# Trecho do documento
O disco se encerra com “Say Yeah”, de Stanley, que tem um refrão inesquecível. Apesar de alguns fãs não gostarem de ver Tommy e Eric com as maquiagens de Ace e Peter, Sonic Boom mostrou que esta formação ainda tem lenha para queimar, e um novo álbum, Monster, é prometido para o ano que vem.


Aproveitando a data, todos nós da Consultoria do Rock gostaríamos de desejar um ótimo Natal para os nossos amigos, leitores e colaboradores!

6 comentários sobre “Discografias Comentadas: Kiss – Parte II

  1. Feliz Natal pessoal da Consultoria do Rock. Sou leitor assíduo, visito o blog diariamente e curto muito! Valew

  2. De maneira alguma desmereço a fase inicial do Kiss, que sedimentou sua reputação como uma das mais importantes bandas da face da terra, responsável por fazer muita gente pegar em instrumentos pela primeira vez na vida, mas não escondo que tenho um grande apreço pela fase sem máscaras. Mesmo inspirados por grupos que outrora haviam sido influenciados por eles, o Kiss conseguiu segurar a peteca no ar, e os pontos baixos que alguns insistem em apontar não são tão baixos pra mim, com exceção talvez de "Crazy Nights", o disco que menos gosto dessa fase farofada.

# Material fornecido
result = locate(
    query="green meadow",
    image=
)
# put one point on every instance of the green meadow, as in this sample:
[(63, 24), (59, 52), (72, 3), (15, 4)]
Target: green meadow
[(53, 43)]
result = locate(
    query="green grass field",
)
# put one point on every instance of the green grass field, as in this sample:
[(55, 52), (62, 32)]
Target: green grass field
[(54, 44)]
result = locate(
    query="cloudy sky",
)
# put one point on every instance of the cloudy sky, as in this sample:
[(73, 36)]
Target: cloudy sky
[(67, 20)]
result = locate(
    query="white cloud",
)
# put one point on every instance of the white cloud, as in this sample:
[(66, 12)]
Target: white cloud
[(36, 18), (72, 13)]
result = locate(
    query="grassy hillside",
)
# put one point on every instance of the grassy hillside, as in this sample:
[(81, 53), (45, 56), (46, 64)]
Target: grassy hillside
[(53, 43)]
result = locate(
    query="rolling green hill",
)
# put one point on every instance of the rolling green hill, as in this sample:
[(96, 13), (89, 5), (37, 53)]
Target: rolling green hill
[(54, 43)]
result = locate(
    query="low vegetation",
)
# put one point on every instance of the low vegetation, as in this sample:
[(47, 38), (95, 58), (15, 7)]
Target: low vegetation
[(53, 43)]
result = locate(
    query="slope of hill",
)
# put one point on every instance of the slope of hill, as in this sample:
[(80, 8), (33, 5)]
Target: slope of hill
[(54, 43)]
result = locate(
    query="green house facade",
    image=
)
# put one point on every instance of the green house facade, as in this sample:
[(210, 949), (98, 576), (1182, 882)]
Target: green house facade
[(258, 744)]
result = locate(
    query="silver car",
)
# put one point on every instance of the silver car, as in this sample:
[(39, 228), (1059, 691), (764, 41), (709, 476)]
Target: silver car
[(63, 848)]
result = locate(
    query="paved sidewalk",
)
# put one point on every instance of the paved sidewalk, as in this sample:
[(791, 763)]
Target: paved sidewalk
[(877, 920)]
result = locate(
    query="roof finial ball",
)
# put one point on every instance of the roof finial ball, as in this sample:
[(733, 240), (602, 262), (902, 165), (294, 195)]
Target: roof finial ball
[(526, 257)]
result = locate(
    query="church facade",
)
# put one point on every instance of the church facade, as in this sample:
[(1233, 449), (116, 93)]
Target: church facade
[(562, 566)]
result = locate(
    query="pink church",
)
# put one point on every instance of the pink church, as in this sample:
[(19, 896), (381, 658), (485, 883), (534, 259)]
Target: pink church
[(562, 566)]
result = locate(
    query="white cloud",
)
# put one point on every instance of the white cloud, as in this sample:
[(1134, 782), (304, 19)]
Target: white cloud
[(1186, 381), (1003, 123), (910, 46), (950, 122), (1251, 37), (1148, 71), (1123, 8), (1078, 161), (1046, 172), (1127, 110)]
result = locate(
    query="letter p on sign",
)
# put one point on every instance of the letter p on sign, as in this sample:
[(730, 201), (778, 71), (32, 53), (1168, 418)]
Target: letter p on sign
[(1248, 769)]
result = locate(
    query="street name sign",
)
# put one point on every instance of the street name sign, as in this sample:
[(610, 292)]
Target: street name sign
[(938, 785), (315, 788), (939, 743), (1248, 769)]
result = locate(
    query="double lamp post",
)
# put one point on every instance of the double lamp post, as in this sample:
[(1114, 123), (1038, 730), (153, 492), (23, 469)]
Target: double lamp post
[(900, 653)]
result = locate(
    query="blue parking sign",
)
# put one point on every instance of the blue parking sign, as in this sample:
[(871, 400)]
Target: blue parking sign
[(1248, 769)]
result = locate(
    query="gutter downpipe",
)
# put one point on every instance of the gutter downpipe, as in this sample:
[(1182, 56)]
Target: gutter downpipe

# Instruções
[1] De acordo com o trecho do documento, qual é o nome do novo álbum prometido para o ano que vem?
[2] Indique se cada afirmação abaixo está de acordo com o trecho do documento, respondendo sim ou não e citando literalmente as palavras que decidem a resposta. (a) A faixa que encerra o disco tem um refrão inesquecível. (b) O segundo comentário diz que "Crazy Nights" é o disco preferido da fase sem máscaras. (c) O primeiro comentário diz que visita o blog semanalmente.

# Respostas por tarefa
[1] Monster.

[2]
(a) Sim: "que tem um refrão inesquecível".
(b) Não: "o disco que menos gosto dessa fase farofada".
(c) Não: "visito o blog diariamente".